• **Task to complete**
Reproduce each of the records below word for word, with no changes.
------------------------------
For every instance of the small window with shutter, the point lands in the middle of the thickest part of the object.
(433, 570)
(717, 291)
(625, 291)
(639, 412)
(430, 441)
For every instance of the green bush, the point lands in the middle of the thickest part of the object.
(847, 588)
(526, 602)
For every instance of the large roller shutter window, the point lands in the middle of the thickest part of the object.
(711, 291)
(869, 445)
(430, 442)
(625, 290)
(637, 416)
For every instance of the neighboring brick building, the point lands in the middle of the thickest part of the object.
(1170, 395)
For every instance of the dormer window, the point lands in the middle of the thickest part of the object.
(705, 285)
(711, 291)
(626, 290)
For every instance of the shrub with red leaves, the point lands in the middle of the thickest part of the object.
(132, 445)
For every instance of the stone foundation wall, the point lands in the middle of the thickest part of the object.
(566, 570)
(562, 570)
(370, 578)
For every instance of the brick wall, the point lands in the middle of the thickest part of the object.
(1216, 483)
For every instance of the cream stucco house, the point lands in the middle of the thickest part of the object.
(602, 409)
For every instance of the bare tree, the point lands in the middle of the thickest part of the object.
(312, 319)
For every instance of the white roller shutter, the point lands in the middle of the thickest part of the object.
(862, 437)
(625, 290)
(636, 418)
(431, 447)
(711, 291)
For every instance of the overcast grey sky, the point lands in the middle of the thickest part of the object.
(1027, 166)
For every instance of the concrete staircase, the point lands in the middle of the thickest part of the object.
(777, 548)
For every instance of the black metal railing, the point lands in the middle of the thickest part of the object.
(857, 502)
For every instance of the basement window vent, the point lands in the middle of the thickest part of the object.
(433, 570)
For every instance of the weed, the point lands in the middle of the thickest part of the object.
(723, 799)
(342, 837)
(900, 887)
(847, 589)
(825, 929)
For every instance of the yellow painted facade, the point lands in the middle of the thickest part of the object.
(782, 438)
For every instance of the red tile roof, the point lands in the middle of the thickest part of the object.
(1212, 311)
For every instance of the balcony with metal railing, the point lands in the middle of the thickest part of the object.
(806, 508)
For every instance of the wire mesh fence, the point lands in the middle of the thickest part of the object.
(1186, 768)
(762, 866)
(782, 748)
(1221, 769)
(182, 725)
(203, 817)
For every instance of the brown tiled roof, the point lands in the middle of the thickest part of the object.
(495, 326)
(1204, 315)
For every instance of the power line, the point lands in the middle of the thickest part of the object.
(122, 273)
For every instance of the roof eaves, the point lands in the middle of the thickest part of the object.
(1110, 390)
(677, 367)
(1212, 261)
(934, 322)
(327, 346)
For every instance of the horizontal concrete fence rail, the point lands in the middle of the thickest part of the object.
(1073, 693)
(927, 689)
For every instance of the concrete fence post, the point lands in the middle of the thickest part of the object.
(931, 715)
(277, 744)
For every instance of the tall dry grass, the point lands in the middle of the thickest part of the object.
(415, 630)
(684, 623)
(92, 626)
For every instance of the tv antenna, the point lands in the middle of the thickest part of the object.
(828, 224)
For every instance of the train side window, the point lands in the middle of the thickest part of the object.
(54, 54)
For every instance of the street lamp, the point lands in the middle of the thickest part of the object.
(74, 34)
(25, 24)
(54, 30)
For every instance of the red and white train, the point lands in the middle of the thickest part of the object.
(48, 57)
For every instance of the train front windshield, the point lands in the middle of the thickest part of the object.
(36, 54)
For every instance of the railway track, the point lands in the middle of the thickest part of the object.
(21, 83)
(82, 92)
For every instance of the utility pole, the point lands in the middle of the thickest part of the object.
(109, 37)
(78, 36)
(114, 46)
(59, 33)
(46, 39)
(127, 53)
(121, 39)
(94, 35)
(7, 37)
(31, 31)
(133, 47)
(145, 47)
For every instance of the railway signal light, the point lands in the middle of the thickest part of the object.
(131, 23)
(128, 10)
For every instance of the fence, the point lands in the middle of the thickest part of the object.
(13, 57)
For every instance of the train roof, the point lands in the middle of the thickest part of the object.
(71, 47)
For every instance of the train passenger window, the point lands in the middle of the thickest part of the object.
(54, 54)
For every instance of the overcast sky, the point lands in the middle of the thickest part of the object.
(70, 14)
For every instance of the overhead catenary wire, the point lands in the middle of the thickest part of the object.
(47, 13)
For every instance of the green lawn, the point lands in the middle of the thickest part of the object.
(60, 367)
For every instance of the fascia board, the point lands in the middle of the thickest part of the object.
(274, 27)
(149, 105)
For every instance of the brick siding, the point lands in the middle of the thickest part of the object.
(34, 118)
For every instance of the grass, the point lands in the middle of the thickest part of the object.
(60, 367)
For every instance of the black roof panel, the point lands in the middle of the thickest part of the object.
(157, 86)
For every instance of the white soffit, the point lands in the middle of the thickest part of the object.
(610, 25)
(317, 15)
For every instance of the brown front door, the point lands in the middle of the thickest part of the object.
------------------------------
• **Solution for this problem**
For every instance of the small window with shutter, the point lands in the middle of the thickest part of the object.
(433, 570)
(717, 291)
(625, 291)
(639, 412)
(430, 441)
For every instance of the green bush, the point lands in the middle of the thickest part of the object.
(847, 588)
(526, 602)
For every instance of the large roller shutter window, the point lands in the middle of the thickest part of the object.
(711, 291)
(869, 445)
(430, 442)
(625, 290)
(637, 416)
For every instance of the neighboring brick building, the point lands in the middle of the thickest part of the object.
(1170, 395)
For every instance of the dormer window, the point lands in the middle of the thickest part of the object.
(705, 285)
(711, 291)
(626, 290)
For every instance of the shrub with red leaves, the point lands in the middle of the thickest part of the object.
(132, 445)
For every instance of the stone foundation wall, the point lands in the middle of the thickest part of the object.
(566, 570)
(562, 570)
(370, 578)
For every instance of the brick wall, the point lands in the middle of the thickest part of the object.
(1216, 483)
For every instance of the cream stucco house, the point lands in the middle of the thickest part of the object.
(602, 409)
For every instance of the bare tree, the point lands in the middle of the thickest part of the object.
(312, 319)
For every instance of the white roller shutter, the point lands in the middle of the thickest part of the object.
(862, 437)
(625, 290)
(636, 418)
(431, 447)
(711, 291)
For every instance of the overcast grey sky, the point lands in the middle of the thickest part of the object.
(1027, 166)
For every instance of the concrete staircase, the point lands in the middle of the thickest part of the object.
(777, 548)
For every instance of the black metal railing, the point lands in the middle of the thickest part of the object.
(857, 502)
For every instance of the basement window vent, the point lands in the middle of the thickest part of the object.
(433, 570)
For every instance of the weed, the point lands in the middle of the thickest part of the object.
(723, 799)
(342, 837)
(900, 887)
(847, 589)
(825, 929)
For every instance of the yellow painted facade, the point lands in the middle of the thickest part of the object.
(782, 438)
For every instance of the red tile roof, the point lands in the middle of the thickest part of the object.
(1212, 311)
For every instance of the balcony with metal railing, the point lands in the middle of the thickest part of the object.
(806, 508)
For every instance of the wire mesh fence, the point lands in the middle of the thickest part of the object.
(1186, 768)
(762, 866)
(782, 748)
(1221, 769)
(182, 725)
(203, 817)
For every instance of the brown tiled roof, the point lands in the middle of the thickest part of the object.
(495, 326)
(1204, 315)
For every instance of the power line, the point lands in the middle of the thickest part of the object.
(122, 273)
For every instance of the roof eaves, the point lands in the middle of the thickest part of the object.
(1110, 390)
(677, 367)
(1212, 261)
(934, 322)
(327, 346)
For every instance of the horizontal concrete fence rail, the point lands in the middle of the thickest part of the object.
(1073, 693)
(927, 689)
For every instance of the concrete fence post, the point lands in the middle of the thickest part of the object.
(931, 715)
(277, 744)
For every instance of the tall dry grass, the point lands in the middle of the thickest part of the object.
(415, 630)
(684, 623)
(92, 626)
For every instance of the tv antenna, the point lands in the middle of the thickest part of the object.
(828, 224)
For every instance of the train side window, the point lands in the middle of the thickest part of the object.
(54, 54)
For every instance of the street lamp, the point lands in the middle of the thickest part of the object.
(74, 34)
(25, 24)
(54, 30)
For every instance of the red and white train, the point lands in the middle of the thickest part of the object.
(48, 57)
For every instance of the train front windshield, the point lands in the middle of the thickest part of the object.
(36, 54)
For every instance of the railway track, the point lands in the middle of the thickest part of the object.
(21, 83)
(82, 92)
For every instance of the utility pole, the point lands in the middle of the thickest part of the object.
(109, 37)
(78, 36)
(114, 46)
(59, 33)
(46, 39)
(127, 53)
(121, 39)
(94, 35)
(7, 37)
(31, 31)
(133, 47)
(145, 47)
For every instance of the railway signal light, the point lands in the middle of the thickest part of the object.
(131, 23)
(128, 10)
For every instance of the fence, the point lands in the middle of the thickest part of the object.
(13, 57)
For every instance of the train roof, the point lands in the middle of the thickest part of the object.
(71, 47)
For every instance of the train passenger window, the point lands in the middle of the thickest part of the object.
(54, 54)
For every instance of the overcast sky, the point lands in the middle of the thickest part of the object.
(70, 14)
For every instance of the overhead catenary wire, the point lands in the middle of the thickest part of the object.
(47, 13)
For every instance of the green lawn, the point lands in the middle of the thickest part of the object.
(60, 367)
For every instance of the fascia board, the point lands in the middle of the thickest part of the object.
(274, 27)
(149, 105)
For every instance of the brick siding, the point lands in the middle of the thickest part of the object.
(34, 118)
For every instance of the grass, the point lands in the middle of the thickest part of the object.
(60, 367)
For every instance of the black roof panel, the point lands in the middle of the thickest part of the object.
(157, 86)
For every instance of the white soffit, the point lands in the middle of the thickest part of the object.
(610, 25)
(317, 15)
For every instance of the brown front door, the point lands in the middle of the thickest part of the object.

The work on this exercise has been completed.